◆ Written exercise: Copy out the listing below word for word, from the line with "The function MUST return, for every instance of the antenna, a" up to and including the line with "66], [56, 83]]".

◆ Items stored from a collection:
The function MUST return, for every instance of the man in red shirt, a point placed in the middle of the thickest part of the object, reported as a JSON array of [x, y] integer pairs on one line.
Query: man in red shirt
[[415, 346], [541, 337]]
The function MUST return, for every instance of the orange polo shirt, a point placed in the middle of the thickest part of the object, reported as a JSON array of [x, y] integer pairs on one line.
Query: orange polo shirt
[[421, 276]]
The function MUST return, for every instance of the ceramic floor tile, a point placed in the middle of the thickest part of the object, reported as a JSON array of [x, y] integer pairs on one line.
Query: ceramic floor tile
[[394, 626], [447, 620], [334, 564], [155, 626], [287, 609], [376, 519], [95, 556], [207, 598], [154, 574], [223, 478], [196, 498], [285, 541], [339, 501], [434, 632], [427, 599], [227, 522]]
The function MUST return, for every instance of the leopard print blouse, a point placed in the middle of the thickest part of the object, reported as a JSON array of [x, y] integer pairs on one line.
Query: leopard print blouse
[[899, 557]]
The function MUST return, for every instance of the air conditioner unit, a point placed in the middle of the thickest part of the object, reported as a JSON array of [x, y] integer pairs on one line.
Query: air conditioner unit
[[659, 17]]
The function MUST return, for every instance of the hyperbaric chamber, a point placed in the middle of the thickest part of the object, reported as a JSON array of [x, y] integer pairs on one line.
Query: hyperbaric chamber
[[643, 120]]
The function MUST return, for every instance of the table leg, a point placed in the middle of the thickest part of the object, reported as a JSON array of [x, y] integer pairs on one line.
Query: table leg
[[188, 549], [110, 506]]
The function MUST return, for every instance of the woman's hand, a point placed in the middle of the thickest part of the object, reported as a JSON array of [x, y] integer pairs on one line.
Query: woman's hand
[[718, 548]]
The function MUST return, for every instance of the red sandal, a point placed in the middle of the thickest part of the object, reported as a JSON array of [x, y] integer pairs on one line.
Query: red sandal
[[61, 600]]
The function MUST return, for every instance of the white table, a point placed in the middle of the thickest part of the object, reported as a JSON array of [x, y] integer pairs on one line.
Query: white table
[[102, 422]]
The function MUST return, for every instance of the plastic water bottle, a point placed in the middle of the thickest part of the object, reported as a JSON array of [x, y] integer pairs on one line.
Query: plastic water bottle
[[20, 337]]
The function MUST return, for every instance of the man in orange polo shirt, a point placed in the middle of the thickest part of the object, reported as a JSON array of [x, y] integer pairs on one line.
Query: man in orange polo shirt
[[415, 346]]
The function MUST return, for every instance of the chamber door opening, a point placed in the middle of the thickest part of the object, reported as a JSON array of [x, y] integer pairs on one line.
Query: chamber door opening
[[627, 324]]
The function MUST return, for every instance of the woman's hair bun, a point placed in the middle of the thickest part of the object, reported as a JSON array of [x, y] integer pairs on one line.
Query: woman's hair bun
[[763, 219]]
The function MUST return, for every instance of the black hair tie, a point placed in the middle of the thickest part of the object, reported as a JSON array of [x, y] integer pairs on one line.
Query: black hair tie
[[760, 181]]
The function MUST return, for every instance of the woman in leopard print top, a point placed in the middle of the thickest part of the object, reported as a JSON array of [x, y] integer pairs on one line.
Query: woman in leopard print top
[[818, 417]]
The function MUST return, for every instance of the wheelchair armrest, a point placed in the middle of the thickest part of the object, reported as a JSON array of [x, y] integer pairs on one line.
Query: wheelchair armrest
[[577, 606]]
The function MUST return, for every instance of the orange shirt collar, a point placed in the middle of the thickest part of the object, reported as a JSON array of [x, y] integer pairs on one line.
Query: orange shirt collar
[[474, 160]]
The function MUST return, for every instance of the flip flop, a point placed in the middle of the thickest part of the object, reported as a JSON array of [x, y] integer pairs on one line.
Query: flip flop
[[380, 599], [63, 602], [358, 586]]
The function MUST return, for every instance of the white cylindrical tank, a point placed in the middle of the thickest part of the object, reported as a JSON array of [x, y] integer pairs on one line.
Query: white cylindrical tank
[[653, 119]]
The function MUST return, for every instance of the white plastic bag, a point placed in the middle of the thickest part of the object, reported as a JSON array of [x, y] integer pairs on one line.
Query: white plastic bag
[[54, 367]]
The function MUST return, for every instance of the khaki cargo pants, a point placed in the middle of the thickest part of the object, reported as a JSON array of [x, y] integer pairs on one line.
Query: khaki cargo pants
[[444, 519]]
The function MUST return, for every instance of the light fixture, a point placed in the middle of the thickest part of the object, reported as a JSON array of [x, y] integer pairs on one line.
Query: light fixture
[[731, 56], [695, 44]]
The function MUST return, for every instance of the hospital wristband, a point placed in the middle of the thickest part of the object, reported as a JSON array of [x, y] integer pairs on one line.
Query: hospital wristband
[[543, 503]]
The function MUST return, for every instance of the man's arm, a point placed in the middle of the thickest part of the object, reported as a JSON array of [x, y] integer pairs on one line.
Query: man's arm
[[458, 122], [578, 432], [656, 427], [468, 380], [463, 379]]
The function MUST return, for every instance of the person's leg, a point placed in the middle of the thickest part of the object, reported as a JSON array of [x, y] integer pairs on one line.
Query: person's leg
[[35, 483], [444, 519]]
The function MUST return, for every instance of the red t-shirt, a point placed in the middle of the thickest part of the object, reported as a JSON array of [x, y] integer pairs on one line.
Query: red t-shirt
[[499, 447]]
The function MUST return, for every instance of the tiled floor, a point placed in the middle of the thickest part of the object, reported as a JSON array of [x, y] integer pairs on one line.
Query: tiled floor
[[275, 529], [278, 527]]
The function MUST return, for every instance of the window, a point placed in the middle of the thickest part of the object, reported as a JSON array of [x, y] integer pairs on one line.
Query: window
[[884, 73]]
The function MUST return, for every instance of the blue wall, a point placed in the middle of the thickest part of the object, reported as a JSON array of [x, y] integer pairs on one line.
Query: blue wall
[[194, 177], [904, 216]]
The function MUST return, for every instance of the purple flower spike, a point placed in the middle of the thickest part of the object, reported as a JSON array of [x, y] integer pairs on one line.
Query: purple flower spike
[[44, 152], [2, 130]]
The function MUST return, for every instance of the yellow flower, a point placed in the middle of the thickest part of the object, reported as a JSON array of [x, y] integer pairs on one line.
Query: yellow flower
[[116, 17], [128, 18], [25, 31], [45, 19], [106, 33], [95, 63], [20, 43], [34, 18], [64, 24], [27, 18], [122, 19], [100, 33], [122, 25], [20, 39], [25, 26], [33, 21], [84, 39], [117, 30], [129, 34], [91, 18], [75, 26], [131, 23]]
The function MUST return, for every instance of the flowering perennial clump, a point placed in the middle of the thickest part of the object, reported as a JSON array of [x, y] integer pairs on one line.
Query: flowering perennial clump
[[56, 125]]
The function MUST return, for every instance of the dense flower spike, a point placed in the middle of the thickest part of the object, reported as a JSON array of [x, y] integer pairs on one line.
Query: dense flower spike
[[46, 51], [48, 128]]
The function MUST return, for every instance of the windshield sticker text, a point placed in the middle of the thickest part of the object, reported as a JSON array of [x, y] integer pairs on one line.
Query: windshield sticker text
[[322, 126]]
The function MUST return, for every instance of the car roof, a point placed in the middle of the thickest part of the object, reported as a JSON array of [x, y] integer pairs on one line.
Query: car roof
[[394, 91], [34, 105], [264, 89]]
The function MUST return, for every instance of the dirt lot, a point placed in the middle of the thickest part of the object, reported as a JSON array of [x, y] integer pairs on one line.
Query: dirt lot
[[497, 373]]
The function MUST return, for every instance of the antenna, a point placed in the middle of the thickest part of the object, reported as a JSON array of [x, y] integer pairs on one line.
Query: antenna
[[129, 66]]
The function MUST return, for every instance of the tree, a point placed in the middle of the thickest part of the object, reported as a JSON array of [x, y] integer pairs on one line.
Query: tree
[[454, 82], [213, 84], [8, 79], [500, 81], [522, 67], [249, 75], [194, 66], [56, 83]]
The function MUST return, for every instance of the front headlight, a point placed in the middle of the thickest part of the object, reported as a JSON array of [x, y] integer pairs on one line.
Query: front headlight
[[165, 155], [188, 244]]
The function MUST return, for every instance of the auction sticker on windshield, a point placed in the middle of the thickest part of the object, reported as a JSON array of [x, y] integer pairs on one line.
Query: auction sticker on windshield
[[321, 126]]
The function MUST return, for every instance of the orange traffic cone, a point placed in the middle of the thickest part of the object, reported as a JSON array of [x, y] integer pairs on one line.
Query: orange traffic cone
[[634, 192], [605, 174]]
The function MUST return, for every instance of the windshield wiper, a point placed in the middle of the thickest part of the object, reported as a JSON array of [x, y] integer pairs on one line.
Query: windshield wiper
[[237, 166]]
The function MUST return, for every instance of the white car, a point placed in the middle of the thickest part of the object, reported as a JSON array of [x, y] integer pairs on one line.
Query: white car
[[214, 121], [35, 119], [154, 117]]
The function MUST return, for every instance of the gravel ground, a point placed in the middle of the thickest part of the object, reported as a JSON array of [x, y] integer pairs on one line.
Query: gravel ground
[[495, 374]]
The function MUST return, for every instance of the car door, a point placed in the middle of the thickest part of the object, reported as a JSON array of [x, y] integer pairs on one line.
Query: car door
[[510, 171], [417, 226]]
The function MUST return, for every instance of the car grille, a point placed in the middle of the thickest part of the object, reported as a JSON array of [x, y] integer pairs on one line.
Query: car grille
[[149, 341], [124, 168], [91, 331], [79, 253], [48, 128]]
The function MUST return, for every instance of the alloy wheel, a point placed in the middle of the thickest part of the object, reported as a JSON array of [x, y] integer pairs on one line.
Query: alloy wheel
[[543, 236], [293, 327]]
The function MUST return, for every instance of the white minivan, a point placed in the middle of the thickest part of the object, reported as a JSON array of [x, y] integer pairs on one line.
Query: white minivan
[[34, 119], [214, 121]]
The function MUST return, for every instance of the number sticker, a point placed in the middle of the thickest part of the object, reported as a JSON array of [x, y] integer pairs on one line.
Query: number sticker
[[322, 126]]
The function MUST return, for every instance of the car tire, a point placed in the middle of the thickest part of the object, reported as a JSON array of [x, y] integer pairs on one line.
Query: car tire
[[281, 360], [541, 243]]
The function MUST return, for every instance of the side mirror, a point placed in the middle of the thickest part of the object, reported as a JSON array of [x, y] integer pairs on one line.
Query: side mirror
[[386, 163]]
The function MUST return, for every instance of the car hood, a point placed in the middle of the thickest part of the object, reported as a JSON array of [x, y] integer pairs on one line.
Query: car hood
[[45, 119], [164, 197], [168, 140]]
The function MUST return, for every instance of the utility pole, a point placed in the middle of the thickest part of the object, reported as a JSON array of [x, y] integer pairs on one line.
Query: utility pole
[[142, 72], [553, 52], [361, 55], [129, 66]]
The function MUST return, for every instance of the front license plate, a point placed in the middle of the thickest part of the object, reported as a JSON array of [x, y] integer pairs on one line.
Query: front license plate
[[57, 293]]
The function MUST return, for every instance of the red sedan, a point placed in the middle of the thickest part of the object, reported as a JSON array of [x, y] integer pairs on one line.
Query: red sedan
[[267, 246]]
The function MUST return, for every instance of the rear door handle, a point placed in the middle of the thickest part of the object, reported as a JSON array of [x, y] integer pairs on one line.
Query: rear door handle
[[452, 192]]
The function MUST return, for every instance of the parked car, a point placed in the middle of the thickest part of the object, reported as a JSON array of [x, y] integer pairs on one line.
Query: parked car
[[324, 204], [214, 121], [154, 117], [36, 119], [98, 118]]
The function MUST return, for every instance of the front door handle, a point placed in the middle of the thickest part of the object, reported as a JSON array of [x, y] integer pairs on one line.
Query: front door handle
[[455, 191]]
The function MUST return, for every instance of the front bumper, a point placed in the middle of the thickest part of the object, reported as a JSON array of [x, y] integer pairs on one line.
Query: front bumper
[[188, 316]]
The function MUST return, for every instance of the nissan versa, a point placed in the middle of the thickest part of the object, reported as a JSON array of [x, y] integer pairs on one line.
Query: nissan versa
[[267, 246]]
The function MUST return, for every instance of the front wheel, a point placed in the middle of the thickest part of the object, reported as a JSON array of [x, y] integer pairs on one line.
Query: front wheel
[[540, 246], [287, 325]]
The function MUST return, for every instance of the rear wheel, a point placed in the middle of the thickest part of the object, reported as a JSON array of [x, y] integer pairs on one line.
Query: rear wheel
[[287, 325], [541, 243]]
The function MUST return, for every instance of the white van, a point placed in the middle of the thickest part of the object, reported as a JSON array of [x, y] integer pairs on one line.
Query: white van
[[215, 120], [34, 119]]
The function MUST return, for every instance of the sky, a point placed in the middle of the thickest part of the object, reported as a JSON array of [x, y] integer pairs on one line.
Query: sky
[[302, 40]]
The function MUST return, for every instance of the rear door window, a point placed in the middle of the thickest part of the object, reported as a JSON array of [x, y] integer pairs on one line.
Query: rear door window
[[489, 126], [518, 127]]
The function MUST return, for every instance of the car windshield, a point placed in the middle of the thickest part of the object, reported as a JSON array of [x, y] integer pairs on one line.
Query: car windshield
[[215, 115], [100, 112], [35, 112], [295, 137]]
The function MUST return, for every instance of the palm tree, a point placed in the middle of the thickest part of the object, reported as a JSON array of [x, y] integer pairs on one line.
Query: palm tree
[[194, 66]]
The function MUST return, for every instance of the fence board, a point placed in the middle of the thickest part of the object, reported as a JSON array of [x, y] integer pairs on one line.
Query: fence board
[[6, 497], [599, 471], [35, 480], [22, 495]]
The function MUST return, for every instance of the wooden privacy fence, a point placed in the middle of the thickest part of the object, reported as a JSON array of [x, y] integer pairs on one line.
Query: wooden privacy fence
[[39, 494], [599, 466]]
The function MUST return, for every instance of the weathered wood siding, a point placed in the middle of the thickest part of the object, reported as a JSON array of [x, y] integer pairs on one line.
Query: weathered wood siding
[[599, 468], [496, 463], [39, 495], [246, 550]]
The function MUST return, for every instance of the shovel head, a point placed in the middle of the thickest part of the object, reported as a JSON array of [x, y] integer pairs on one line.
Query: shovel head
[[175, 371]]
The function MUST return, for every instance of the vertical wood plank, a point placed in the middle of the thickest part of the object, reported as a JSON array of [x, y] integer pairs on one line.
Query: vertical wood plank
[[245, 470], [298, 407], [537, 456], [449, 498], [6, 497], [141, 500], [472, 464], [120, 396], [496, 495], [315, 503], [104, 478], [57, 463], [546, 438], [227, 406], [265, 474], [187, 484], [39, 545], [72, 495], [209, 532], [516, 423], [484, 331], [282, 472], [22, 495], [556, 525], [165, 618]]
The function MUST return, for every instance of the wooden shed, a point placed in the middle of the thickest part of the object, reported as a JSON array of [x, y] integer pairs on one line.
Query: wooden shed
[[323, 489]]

◆ Finished task:
The function MUST return, for every instance of the antenna, a point placed in the middle of the thickest part of the object, reported as a JSON array of [x, y] integer pairs on one line.
Query: antenna
[[129, 66]]
The function MUST return, for every instance of the tree, a point placed in the middle of the thickest part of the object, reported as a JSON array of [x, y] integer pairs on one line.
Query: tree
[[454, 82], [213, 84], [8, 79], [500, 81], [522, 67], [249, 75], [194, 66], [56, 83]]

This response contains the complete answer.